▶ Selected text

-- -- --

Microsoft’s Project Olympus Delivers Cloud Hardware – Comprehensive Guide
Last updated on 12th Jul 2020, Blog, General
Just over a year ago at Zettastructure, the European digital infrastructure conference hosted by Datacenter Dynamics, we introduced Microsoft’s Project Olympus – our next generation hyperscale cloud hardware design and a new model for open source hardware development with the Open Compute Project (OCP) community. We envisioned a leading-edge server design with the flexibility to accommodate a broad variety of workloads for the cloud of today and tomorrow, and one that could easily scale to data centers across the globe. To accomplish this, we contributed a design that was only half-complete to enable rapid community-driven innovation.

-- -- --

(Location annotation dataset excerpts)
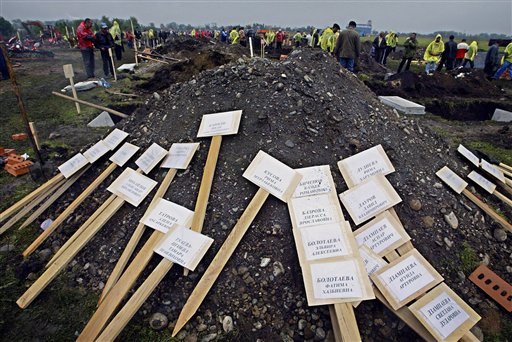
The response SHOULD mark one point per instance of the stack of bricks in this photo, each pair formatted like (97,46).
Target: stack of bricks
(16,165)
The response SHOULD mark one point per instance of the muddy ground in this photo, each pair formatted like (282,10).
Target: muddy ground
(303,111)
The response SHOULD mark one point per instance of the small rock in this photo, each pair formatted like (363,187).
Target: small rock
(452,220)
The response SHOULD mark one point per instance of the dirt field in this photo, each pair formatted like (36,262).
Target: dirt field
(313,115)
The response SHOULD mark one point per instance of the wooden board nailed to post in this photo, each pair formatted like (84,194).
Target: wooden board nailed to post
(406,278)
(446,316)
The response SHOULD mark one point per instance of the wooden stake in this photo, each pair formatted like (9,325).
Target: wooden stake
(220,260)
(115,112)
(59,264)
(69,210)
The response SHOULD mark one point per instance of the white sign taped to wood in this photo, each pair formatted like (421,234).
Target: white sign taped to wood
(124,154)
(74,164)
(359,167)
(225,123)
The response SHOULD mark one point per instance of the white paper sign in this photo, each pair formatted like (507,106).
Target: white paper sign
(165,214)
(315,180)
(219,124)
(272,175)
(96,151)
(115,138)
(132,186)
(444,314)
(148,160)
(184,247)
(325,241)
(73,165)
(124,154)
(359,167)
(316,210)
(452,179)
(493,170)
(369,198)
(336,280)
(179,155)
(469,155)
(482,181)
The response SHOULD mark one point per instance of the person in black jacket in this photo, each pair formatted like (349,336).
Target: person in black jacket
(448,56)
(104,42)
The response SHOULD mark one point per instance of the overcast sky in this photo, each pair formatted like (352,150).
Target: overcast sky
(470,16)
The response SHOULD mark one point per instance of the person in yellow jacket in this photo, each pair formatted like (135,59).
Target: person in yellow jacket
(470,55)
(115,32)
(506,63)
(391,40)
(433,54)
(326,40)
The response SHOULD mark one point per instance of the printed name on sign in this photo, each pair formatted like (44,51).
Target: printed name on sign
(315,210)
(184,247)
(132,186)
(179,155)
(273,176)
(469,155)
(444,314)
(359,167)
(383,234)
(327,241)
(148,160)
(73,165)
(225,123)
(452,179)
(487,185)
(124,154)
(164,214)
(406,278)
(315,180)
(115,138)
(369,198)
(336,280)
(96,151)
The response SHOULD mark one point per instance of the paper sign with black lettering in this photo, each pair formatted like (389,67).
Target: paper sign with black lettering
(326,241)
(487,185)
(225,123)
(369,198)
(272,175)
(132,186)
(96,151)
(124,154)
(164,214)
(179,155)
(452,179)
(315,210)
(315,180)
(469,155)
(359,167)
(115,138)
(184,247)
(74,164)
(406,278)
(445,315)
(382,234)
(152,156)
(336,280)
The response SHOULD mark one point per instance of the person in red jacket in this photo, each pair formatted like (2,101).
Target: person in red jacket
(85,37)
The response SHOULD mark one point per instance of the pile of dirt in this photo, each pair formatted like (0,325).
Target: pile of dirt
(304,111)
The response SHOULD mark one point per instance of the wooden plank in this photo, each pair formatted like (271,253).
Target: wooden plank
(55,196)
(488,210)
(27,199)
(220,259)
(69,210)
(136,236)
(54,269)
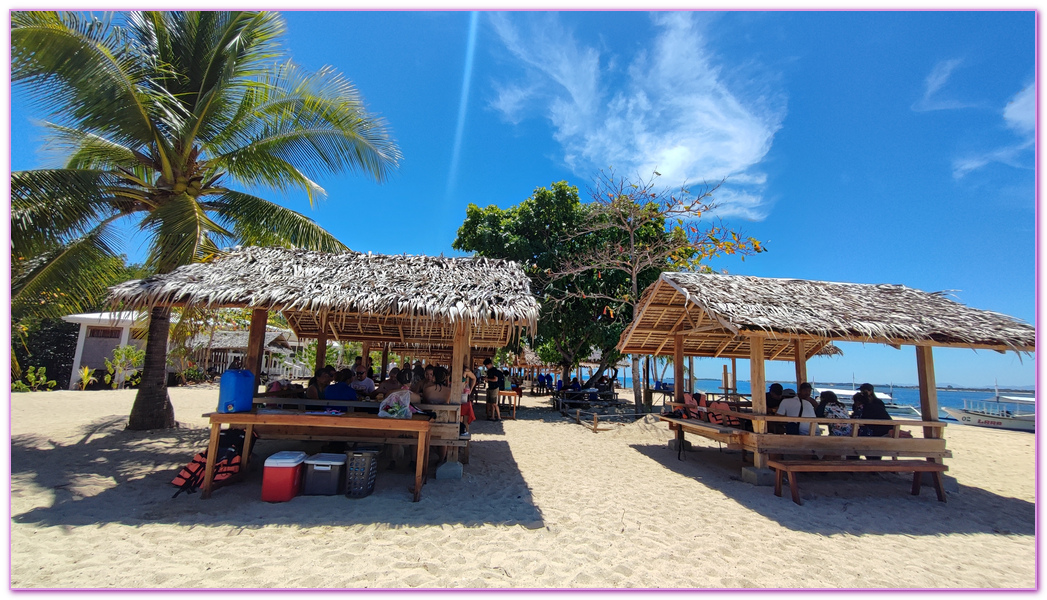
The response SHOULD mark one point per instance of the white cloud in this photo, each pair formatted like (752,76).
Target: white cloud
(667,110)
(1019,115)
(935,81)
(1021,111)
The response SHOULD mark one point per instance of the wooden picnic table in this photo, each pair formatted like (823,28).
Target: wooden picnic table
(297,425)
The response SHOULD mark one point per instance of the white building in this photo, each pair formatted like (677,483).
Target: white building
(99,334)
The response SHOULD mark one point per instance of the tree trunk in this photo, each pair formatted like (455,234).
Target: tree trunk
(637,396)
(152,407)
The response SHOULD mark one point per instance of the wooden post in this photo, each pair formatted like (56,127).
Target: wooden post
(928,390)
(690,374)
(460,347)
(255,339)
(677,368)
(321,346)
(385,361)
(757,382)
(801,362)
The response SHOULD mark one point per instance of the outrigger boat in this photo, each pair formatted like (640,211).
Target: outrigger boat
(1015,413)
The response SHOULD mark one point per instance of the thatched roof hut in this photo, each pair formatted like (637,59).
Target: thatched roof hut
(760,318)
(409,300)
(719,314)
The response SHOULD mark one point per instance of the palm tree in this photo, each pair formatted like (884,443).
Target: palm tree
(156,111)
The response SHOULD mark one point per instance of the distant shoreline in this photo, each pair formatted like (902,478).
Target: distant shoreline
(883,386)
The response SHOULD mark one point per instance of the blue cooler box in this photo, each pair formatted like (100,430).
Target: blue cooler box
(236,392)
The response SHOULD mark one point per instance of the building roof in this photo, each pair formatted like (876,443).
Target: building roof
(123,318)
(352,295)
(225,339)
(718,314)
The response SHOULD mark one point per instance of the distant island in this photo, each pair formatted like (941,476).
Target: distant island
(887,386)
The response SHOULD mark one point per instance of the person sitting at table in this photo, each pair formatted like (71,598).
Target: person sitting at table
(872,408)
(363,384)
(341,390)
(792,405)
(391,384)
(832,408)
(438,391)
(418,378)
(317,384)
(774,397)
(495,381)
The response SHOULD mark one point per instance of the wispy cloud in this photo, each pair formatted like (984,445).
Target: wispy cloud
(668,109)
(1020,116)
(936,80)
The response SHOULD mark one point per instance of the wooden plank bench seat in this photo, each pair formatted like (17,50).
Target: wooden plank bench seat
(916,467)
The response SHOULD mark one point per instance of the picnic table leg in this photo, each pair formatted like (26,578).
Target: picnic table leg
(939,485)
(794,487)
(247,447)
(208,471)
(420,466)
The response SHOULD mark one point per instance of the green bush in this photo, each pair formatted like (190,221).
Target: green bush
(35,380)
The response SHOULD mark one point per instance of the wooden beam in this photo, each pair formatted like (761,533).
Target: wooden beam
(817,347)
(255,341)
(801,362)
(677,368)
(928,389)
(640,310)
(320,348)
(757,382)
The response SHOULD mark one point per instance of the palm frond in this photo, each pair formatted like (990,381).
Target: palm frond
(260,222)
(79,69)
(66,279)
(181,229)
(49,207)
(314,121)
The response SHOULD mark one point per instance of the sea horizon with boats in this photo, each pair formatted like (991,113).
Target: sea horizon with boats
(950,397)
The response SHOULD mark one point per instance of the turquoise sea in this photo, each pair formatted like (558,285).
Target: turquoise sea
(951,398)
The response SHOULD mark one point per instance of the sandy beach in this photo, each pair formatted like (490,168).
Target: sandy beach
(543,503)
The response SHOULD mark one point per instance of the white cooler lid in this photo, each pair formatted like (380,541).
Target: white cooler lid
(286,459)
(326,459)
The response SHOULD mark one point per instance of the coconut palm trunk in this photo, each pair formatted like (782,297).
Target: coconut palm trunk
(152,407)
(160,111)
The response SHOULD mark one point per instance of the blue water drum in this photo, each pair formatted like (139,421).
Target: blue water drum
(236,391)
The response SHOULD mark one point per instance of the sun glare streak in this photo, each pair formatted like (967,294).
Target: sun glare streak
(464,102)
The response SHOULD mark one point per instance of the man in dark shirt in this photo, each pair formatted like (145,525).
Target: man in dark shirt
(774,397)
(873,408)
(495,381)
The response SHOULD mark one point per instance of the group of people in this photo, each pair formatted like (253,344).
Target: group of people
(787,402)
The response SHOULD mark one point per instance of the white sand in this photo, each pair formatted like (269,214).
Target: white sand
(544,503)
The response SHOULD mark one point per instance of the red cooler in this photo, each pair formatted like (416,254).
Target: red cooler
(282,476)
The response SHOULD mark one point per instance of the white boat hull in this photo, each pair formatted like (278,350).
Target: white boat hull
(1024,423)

-- -- --

▶ Given problem
Please answer these questions about the Project Olympus text, one line each.
1. On what date was the Project Olympus text last updated?
2. Who hosted the Zettastructure conference?
3. How complete was the design that Microsoft contributed?

▶ Correct output
1. 12th Jul 2020
2. Datacenter Dynamics
3. It was only half-complete.